**Task to complete:** Return the listing below word for word.
*** Opening of Records for this task ***
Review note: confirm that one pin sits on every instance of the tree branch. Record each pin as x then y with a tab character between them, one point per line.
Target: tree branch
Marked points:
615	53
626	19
*** Close of Records for this task ***
**Answer:**
Review note: confirm that one pin sits on every instance of the tree branch. Record each pin as x then y with a tab character between them, one point per line.
Target: tree branch
Marked points:
615	53
626	19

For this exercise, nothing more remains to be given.